(Beginning of Record excerpts)

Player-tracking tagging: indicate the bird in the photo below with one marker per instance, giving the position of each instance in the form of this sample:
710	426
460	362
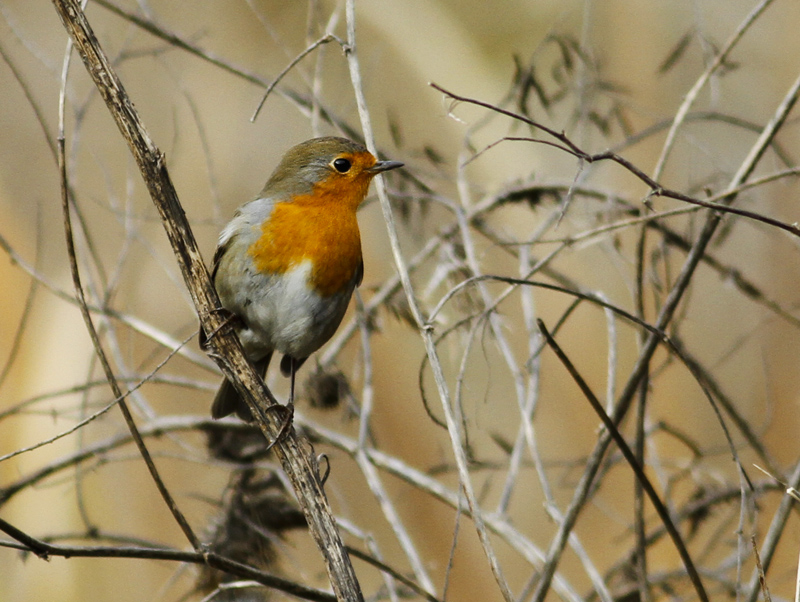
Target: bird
286	265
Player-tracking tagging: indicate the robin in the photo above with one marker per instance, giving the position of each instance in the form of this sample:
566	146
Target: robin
287	263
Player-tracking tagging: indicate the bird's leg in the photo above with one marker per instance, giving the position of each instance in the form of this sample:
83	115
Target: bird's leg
291	389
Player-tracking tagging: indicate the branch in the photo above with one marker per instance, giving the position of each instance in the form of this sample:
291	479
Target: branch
225	347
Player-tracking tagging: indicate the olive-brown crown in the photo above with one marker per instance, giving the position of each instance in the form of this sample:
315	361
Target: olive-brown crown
314	161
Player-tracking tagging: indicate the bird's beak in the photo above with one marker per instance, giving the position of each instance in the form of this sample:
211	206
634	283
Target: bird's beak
384	166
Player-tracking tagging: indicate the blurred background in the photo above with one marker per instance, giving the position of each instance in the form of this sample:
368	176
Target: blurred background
611	75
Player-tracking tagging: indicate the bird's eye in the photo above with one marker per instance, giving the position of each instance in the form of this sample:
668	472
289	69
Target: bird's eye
342	165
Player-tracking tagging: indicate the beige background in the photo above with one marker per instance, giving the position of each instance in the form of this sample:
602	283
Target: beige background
199	116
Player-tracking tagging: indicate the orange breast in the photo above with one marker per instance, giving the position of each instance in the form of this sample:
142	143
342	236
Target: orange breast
320	227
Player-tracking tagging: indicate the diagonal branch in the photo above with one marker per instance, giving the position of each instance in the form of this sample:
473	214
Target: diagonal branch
225	348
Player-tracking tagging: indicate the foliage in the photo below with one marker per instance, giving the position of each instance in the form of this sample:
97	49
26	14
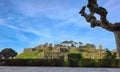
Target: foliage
8	52
74	58
66	63
109	55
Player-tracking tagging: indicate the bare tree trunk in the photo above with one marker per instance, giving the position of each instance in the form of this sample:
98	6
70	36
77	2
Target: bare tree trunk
117	38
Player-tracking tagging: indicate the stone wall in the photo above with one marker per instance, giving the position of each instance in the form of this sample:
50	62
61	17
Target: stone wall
52	55
27	50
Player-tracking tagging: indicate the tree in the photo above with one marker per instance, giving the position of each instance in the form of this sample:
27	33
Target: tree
0	56
8	52
109	55
80	44
103	22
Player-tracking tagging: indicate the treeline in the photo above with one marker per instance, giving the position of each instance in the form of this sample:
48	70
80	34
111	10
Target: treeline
74	60
7	53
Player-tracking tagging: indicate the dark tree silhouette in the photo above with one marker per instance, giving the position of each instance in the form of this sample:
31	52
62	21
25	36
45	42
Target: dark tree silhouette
103	22
8	52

(End of Record excerpts)

▶ **Your task**:
Write out the material above once more, word for word. Images stay out.

▶ **Output of the exercise**:
Player-tracking tagging: indicate the bird in the photo below with one marker per instance, giving the position of each instance in the form of this sample:
710	426
460	362
Target: bird
286	265
Player-tracking tagging: indicate the robin in the photo above with one marker per instance, giving the position of each instance in the form of this sample:
566	146
Target: robin
287	263
Player-tracking tagging: indicate the bird's leg in the photo above with one marker per instance, giving the position of each instance in the form of this sample:
83	115
Target: bird's leg
291	389
Player-tracking tagging: indicate the branch in the photo above with one marker per instance, giving the position of each instance in the form of this sample:
291	479
Target: branch
225	347
Player-tracking tagging: indicate the olive-brown crown in the photo above with one marker per instance, giving the position of each instance in the form of this sample:
315	361
Target: olive-brown crown
314	161
Player-tracking tagging: indicate the bird's beak in the photo above with one marker per instance, giving the position of each instance in the form of this sample:
211	206
634	283
Target: bird's beak
384	166
Player-tracking tagging: indicate the blurred background in the photo above with one marker per instance, giving the position of each instance in the form of this sample:
368	176
Target: blurred background
611	75
Player-tracking tagging: indicate the bird's eye in the photo above with one marker per instance, giving the position of each instance in the form of this sample:
668	472
289	69
Target: bird's eye
342	165
Player-tracking tagging: indicate the beige background in the photo above with one marker per instance, giving the position of each instance in the form of this sample:
602	283
Target: beige background
199	116
Player-tracking tagging: indicate the orange breast in the photo above with one marker per instance, giving the position of each instance in the form of this sample:
142	143
342	236
Target: orange breast
320	227
Player-tracking tagging: indicate the diagonal branch in the photo above with one marker per instance, giving the position of each instance in the form of this sample:
473	214
Target: diagonal branch
225	348
Player-tracking tagging: indicate the foliage in the photo below with one marker per instance, giving the position of each instance in the form of this sample:
97	49
26	14
Target: foliage
8	52
74	58
66	63
109	55
Player-tracking tagging: indicate the bare tree trunk in the photo above with one marker per instance, giving the position of each instance in the form of this sample:
98	6
70	36
77	2
Target: bare tree trunk
117	38
Player-tracking tagging: indicate the stone wall in the photo above with one marker per instance, giving the position of each instance in the form of this sample:
50	62
61	17
Target: stone wall
52	55
27	50
Player-tracking tagging: indicate the tree in the photo above with one marker per instance, giving the position of each instance in the form of this sample:
27	33
Target: tree
0	56
8	52
109	55
80	44
103	22
Player-tracking tagging: indicate the treeline in the photo above with one marker per instance, giving the position of each instance in the form of this sample:
48	70
80	34
111	10
Target: treeline
74	60
7	53
Player-tracking tagging: indicate the dark tree silhouette in the photo above with one marker per instance, giving the position of each instance in the form of this sample:
31	52
62	21
25	36
45	42
Target: dark tree silhouette
103	22
8	52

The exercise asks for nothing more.